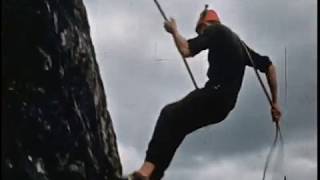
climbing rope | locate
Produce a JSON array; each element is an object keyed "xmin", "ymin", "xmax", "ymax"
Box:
[{"xmin": 153, "ymin": 0, "xmax": 199, "ymax": 89}]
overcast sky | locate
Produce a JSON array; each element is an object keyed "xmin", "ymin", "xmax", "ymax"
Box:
[{"xmin": 83, "ymin": 0, "xmax": 317, "ymax": 179}]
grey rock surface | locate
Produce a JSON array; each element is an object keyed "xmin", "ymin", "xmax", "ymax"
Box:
[{"xmin": 2, "ymin": 0, "xmax": 123, "ymax": 179}]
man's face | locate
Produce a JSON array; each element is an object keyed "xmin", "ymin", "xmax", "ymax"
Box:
[
  {"xmin": 195, "ymin": 22, "xmax": 208, "ymax": 35},
  {"xmin": 195, "ymin": 9, "xmax": 210, "ymax": 34}
]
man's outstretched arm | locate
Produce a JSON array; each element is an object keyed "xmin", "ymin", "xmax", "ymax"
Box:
[
  {"xmin": 164, "ymin": 18, "xmax": 192, "ymax": 58},
  {"xmin": 266, "ymin": 64, "xmax": 282, "ymax": 124},
  {"xmin": 244, "ymin": 44, "xmax": 282, "ymax": 124}
]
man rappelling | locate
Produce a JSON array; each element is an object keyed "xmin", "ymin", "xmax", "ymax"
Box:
[{"xmin": 121, "ymin": 6, "xmax": 282, "ymax": 180}]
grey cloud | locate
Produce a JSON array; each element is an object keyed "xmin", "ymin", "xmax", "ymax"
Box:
[{"xmin": 84, "ymin": 0, "xmax": 316, "ymax": 179}]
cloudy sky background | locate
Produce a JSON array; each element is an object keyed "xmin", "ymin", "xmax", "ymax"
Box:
[{"xmin": 83, "ymin": 0, "xmax": 317, "ymax": 179}]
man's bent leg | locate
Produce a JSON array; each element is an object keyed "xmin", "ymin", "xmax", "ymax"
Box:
[
  {"xmin": 144, "ymin": 88, "xmax": 234, "ymax": 179},
  {"xmin": 145, "ymin": 103, "xmax": 188, "ymax": 179}
]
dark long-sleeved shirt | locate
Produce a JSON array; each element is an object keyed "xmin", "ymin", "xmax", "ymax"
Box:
[{"xmin": 187, "ymin": 23, "xmax": 272, "ymax": 99}]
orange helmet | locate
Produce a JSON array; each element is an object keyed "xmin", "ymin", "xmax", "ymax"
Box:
[{"xmin": 196, "ymin": 6, "xmax": 220, "ymax": 33}]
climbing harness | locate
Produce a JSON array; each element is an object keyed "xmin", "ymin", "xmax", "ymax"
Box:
[
  {"xmin": 153, "ymin": 0, "xmax": 199, "ymax": 89},
  {"xmin": 241, "ymin": 41, "xmax": 286, "ymax": 180}
]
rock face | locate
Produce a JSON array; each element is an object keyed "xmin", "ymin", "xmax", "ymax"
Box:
[{"xmin": 2, "ymin": 0, "xmax": 122, "ymax": 179}]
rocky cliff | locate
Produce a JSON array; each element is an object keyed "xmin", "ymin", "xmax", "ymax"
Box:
[{"xmin": 2, "ymin": 0, "xmax": 122, "ymax": 179}]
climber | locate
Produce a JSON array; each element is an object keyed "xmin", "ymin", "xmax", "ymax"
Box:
[{"xmin": 121, "ymin": 6, "xmax": 282, "ymax": 180}]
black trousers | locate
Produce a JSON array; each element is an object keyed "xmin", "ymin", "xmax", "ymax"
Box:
[{"xmin": 145, "ymin": 86, "xmax": 236, "ymax": 179}]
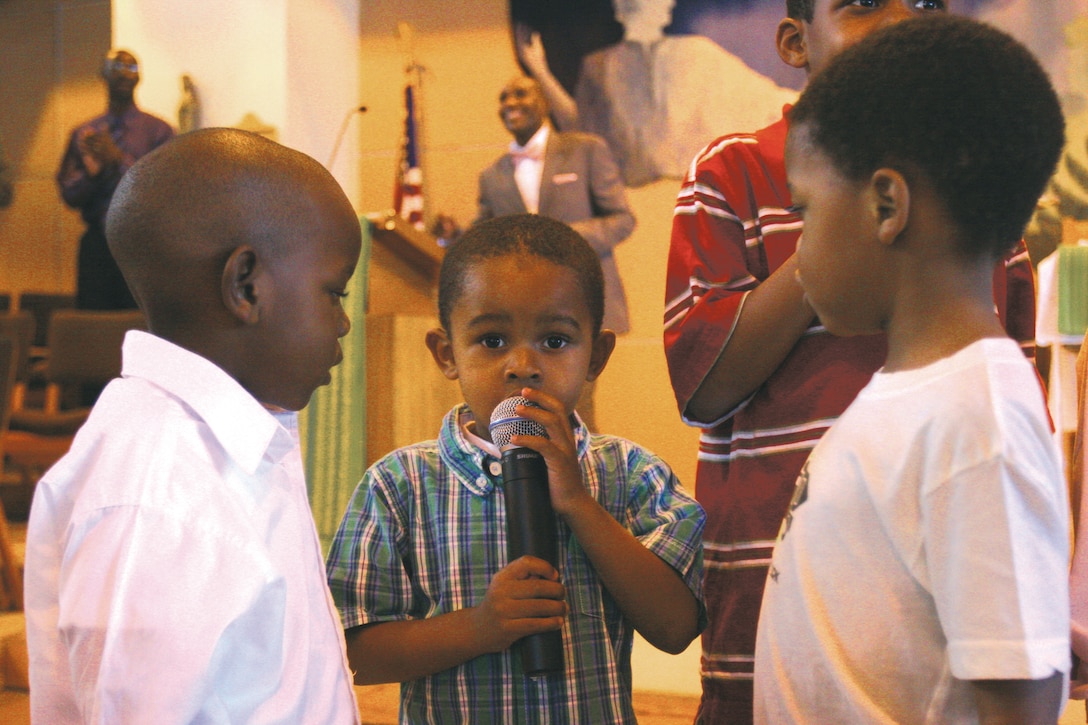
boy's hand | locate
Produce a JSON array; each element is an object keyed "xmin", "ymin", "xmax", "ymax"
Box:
[
  {"xmin": 502, "ymin": 391, "xmax": 703, "ymax": 656},
  {"xmin": 507, "ymin": 388, "xmax": 592, "ymax": 518},
  {"xmin": 471, "ymin": 555, "xmax": 565, "ymax": 653}
]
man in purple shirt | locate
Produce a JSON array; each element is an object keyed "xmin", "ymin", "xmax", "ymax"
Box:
[{"xmin": 57, "ymin": 49, "xmax": 173, "ymax": 310}]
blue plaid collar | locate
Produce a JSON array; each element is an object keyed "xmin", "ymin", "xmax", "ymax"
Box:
[{"xmin": 437, "ymin": 403, "xmax": 590, "ymax": 497}]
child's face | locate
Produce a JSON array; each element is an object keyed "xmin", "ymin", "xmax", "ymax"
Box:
[
  {"xmin": 249, "ymin": 186, "xmax": 361, "ymax": 411},
  {"xmin": 797, "ymin": 0, "xmax": 949, "ymax": 76},
  {"xmin": 786, "ymin": 125, "xmax": 888, "ymax": 336},
  {"xmin": 429, "ymin": 253, "xmax": 612, "ymax": 443}
]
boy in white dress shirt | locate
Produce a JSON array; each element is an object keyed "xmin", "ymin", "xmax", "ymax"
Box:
[{"xmin": 24, "ymin": 128, "xmax": 362, "ymax": 723}]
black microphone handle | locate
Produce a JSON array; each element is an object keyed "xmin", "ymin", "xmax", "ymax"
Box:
[{"xmin": 501, "ymin": 446, "xmax": 564, "ymax": 677}]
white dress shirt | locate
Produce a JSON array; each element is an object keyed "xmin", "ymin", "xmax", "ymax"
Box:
[
  {"xmin": 25, "ymin": 331, "xmax": 359, "ymax": 724},
  {"xmin": 510, "ymin": 124, "xmax": 549, "ymax": 214}
]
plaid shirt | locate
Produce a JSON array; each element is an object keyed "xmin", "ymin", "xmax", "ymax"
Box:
[{"xmin": 327, "ymin": 404, "xmax": 705, "ymax": 724}]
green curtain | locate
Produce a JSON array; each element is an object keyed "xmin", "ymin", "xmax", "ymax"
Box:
[
  {"xmin": 301, "ymin": 218, "xmax": 371, "ymax": 554},
  {"xmin": 1059, "ymin": 245, "xmax": 1088, "ymax": 338}
]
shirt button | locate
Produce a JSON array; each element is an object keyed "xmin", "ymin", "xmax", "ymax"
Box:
[{"xmin": 489, "ymin": 461, "xmax": 503, "ymax": 476}]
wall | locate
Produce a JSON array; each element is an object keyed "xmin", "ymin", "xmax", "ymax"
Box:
[
  {"xmin": 112, "ymin": 0, "xmax": 361, "ymax": 201},
  {"xmin": 0, "ymin": 0, "xmax": 111, "ymax": 298},
  {"xmin": 0, "ymin": 0, "xmax": 362, "ymax": 294}
]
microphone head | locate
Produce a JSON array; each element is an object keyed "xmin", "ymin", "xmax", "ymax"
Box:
[{"xmin": 489, "ymin": 395, "xmax": 548, "ymax": 449}]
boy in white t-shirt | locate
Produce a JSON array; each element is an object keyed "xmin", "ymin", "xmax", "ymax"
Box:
[{"xmin": 754, "ymin": 15, "xmax": 1070, "ymax": 724}]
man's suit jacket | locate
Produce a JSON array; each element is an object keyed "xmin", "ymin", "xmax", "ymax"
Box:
[{"xmin": 474, "ymin": 130, "xmax": 635, "ymax": 334}]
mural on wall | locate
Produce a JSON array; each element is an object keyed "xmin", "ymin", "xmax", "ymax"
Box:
[
  {"xmin": 512, "ymin": 0, "xmax": 1088, "ymax": 194},
  {"xmin": 511, "ymin": 0, "xmax": 796, "ymax": 187},
  {"xmin": 965, "ymin": 0, "xmax": 1088, "ymax": 256},
  {"xmin": 1044, "ymin": 11, "xmax": 1088, "ymax": 223}
]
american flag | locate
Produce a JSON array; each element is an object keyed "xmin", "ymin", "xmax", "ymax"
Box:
[{"xmin": 394, "ymin": 84, "xmax": 424, "ymax": 230}]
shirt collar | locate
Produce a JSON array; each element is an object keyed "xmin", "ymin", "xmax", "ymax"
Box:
[
  {"xmin": 120, "ymin": 330, "xmax": 293, "ymax": 475},
  {"xmin": 509, "ymin": 123, "xmax": 550, "ymax": 160},
  {"xmin": 437, "ymin": 402, "xmax": 591, "ymax": 498}
]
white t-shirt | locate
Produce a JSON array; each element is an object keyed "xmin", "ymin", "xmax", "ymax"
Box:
[
  {"xmin": 754, "ymin": 337, "xmax": 1070, "ymax": 724},
  {"xmin": 25, "ymin": 331, "xmax": 359, "ymax": 724}
]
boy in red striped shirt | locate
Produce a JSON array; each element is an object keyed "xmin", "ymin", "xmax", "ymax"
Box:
[{"xmin": 662, "ymin": 2, "xmax": 1036, "ymax": 721}]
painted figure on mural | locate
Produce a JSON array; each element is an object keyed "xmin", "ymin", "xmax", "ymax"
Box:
[
  {"xmin": 516, "ymin": 0, "xmax": 796, "ymax": 187},
  {"xmin": 57, "ymin": 49, "xmax": 174, "ymax": 310}
]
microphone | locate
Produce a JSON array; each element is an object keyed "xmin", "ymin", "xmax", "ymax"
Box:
[
  {"xmin": 488, "ymin": 395, "xmax": 564, "ymax": 677},
  {"xmin": 326, "ymin": 105, "xmax": 368, "ymax": 169}
]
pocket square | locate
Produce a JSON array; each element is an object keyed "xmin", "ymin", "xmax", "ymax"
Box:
[{"xmin": 552, "ymin": 173, "xmax": 579, "ymax": 184}]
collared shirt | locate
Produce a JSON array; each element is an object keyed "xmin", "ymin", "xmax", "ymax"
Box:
[
  {"xmin": 510, "ymin": 124, "xmax": 550, "ymax": 213},
  {"xmin": 56, "ymin": 105, "xmax": 174, "ymax": 226},
  {"xmin": 327, "ymin": 404, "xmax": 706, "ymax": 724},
  {"xmin": 25, "ymin": 331, "xmax": 359, "ymax": 724}
]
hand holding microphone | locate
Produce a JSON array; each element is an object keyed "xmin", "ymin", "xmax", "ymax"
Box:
[{"xmin": 489, "ymin": 394, "xmax": 565, "ymax": 677}]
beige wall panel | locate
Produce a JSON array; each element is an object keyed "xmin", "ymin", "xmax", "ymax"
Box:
[
  {"xmin": 0, "ymin": 8, "xmax": 54, "ymax": 172},
  {"xmin": 0, "ymin": 178, "xmax": 76, "ymax": 293},
  {"xmin": 0, "ymin": 1, "xmax": 110, "ymax": 298},
  {"xmin": 56, "ymin": 2, "xmax": 112, "ymax": 145}
]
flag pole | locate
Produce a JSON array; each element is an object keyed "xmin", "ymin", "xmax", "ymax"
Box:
[{"xmin": 394, "ymin": 22, "xmax": 427, "ymax": 230}]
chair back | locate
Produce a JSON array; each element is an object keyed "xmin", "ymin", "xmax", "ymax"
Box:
[
  {"xmin": 0, "ymin": 311, "xmax": 34, "ymax": 384},
  {"xmin": 45, "ymin": 310, "xmax": 146, "ymax": 387},
  {"xmin": 0, "ymin": 336, "xmax": 17, "ymax": 436},
  {"xmin": 16, "ymin": 292, "xmax": 76, "ymax": 349},
  {"xmin": 0, "ymin": 337, "xmax": 22, "ymax": 611}
]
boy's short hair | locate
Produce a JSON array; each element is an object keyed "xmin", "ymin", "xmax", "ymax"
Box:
[
  {"xmin": 786, "ymin": 0, "xmax": 813, "ymax": 22},
  {"xmin": 789, "ymin": 14, "xmax": 1064, "ymax": 258},
  {"xmin": 438, "ymin": 213, "xmax": 605, "ymax": 335}
]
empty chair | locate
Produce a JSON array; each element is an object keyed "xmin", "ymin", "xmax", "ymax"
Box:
[
  {"xmin": 0, "ymin": 311, "xmax": 34, "ymax": 410},
  {"xmin": 4, "ymin": 310, "xmax": 145, "ymax": 494},
  {"xmin": 0, "ymin": 336, "xmax": 24, "ymax": 609},
  {"xmin": 0, "ymin": 336, "xmax": 18, "ymax": 452}
]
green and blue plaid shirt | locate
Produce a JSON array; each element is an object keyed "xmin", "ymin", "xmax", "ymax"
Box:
[{"xmin": 327, "ymin": 404, "xmax": 705, "ymax": 724}]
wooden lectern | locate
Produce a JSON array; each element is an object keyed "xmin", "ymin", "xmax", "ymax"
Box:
[
  {"xmin": 365, "ymin": 210, "xmax": 445, "ymax": 281},
  {"xmin": 364, "ymin": 211, "xmax": 461, "ymax": 466}
]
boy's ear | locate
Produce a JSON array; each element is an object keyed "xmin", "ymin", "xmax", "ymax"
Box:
[
  {"xmin": 871, "ymin": 168, "xmax": 910, "ymax": 246},
  {"xmin": 426, "ymin": 327, "xmax": 460, "ymax": 381},
  {"xmin": 222, "ymin": 246, "xmax": 262, "ymax": 324},
  {"xmin": 776, "ymin": 17, "xmax": 808, "ymax": 70},
  {"xmin": 586, "ymin": 329, "xmax": 617, "ymax": 383}
]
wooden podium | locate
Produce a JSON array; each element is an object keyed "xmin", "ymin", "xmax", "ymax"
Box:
[
  {"xmin": 364, "ymin": 211, "xmax": 460, "ymax": 465},
  {"xmin": 366, "ymin": 314, "xmax": 463, "ymax": 465},
  {"xmin": 365, "ymin": 210, "xmax": 445, "ymax": 281}
]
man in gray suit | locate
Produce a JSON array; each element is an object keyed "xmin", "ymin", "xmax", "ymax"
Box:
[{"xmin": 474, "ymin": 75, "xmax": 636, "ymax": 335}]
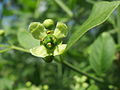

• **Exercise directions**: Copy out every line above where "grey" is present.

• **Result of this exercise**:
grey rock surface | locate
grey cloud | locate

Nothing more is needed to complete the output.